*Document excerpt*
START

Live album by Sunny Murray
- Released: 2004
- Recorded: April 2003
- Venue: England
- Genre: Free jazz
- Label: Foghorn Records FOGCD004
- Producer: Tony Bevan

Sunny Murray chronology
| We Are Not at the Opera (1998) | Home Cooking in the UK (2004) | Perles Noires (2005) |

= Home Cooking in the UK =

Home Cooking in the UK is a live album by drummer Sunny Murray. It was recorded in April 2003 during a tour of England, and was released in 2004 by Foghorn Records. On the album, Murray is joined by saxophonist Tony Bevan and bassist John Edwards.

==Reception==
Writing for All About Jazz, Germein Linares praised the "subtleties and details" of Murray's playing, and commented: "The three tunes appear as spontaneous creations, with an overall mood and tone towards the mysterious and the unknown. In creating these settings, the music at times floats and soars with remarkable ease, assured by Murray's support and Bevan's hefty tone. Just as Murray can provide rhythm and flair as he engages and disengages the group, so does bassist Edwards, a pleasant surprise on Home Cooking in the UK. Often finding his own melody while maintaining the overall trajectory of the group, Edwards excels in these improvised scenes... a worthwhile experience for fans of Sunny Murray and connoisseurs of fine freedoms."

END

*Listed records*
START

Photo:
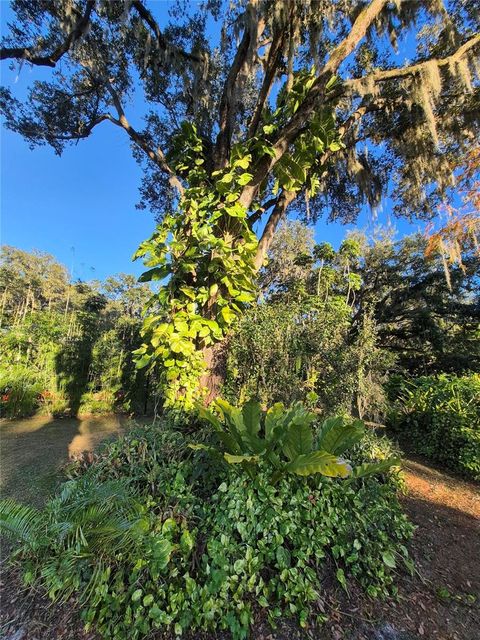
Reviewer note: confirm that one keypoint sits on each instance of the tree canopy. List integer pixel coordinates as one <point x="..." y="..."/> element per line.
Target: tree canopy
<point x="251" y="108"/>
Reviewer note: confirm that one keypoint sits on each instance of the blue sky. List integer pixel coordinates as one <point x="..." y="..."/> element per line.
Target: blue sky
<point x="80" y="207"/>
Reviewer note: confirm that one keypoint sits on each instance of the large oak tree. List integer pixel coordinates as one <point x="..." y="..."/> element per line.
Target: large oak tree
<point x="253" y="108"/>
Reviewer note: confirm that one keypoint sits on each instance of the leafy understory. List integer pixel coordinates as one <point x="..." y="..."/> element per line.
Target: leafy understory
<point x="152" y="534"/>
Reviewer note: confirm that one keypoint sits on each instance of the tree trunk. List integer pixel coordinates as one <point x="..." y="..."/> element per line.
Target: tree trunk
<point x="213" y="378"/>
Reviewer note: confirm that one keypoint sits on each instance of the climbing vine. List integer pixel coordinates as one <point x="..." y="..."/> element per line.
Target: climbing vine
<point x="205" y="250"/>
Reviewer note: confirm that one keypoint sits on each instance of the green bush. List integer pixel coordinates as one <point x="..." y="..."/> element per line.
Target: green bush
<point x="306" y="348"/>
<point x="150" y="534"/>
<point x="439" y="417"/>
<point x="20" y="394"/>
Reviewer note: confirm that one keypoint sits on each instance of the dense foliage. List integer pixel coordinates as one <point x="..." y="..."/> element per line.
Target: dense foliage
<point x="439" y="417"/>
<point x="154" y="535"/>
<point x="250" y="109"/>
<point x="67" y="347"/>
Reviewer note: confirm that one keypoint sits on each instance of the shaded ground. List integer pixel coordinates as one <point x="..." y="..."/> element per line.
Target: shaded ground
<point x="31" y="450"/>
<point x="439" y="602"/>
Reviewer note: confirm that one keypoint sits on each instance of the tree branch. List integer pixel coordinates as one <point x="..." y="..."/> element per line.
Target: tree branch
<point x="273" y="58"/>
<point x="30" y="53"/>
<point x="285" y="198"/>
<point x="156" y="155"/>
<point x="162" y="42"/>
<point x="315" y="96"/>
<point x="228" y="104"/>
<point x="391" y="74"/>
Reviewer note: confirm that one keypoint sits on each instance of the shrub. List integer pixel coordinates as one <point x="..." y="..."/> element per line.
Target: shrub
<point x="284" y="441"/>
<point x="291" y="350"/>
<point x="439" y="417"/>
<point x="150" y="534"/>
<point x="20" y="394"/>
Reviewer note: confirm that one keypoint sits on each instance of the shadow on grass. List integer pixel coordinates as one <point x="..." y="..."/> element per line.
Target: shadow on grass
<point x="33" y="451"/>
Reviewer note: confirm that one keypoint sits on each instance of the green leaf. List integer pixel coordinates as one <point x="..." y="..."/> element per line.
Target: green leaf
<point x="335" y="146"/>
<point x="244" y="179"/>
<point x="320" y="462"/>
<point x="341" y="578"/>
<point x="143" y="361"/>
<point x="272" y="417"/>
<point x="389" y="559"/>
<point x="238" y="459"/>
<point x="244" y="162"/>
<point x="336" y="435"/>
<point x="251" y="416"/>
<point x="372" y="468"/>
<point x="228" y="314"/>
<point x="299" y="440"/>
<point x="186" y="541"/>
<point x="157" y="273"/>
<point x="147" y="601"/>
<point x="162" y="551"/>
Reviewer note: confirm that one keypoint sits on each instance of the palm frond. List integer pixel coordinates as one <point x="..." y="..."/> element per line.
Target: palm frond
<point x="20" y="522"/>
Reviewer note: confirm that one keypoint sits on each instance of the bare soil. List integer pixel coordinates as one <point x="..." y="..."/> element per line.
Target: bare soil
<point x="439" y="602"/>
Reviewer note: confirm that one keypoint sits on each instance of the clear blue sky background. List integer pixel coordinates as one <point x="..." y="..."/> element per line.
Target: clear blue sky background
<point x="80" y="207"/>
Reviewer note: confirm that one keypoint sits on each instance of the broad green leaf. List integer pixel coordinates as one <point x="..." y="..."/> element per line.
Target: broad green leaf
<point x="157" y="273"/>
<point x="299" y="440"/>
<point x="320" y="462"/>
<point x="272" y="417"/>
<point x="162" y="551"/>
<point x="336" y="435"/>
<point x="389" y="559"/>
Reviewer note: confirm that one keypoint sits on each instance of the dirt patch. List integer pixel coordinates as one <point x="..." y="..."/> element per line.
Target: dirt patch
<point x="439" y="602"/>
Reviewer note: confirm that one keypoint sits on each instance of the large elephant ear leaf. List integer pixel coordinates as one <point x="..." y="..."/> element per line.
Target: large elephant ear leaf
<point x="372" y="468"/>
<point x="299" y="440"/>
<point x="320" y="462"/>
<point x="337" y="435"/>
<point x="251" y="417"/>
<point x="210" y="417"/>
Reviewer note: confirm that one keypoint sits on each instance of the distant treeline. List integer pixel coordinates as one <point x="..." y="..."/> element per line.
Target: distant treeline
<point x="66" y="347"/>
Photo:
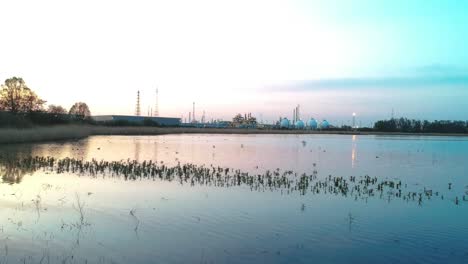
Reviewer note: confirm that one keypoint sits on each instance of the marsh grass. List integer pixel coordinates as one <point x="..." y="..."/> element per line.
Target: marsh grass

END

*Written problem A*
Using the album page, return word for word the passage between "Home Cooking in the UK is" and "bassist John Edwards.", inclusive.
*Written problem B*
Check each statement against the album page and answer yes or no, quoting the words that decide it: (i) The album was recorded in April 2003 during a tour of England. (ii) Tony Bevan plays bass on the album. (iii) Foghorn Records released the album in 2005.

*Response A*
Home Cooking in the UK is a live album by drummer Sunny Murray. It was recorded in April 2003 during a tour of England, and was released in 2004 by Foghorn Records. On the album, Murray is joined by saxophonist Tony Bevan and bassist John Edwards.

*Response B*
(i) Yes: "It was recorded in April 2003 during a tour of England"
(ii) No: "saxophonist Tony Bevan and bassist John Edwards"
(iii) No: "was released in 2004 by Foghorn Records"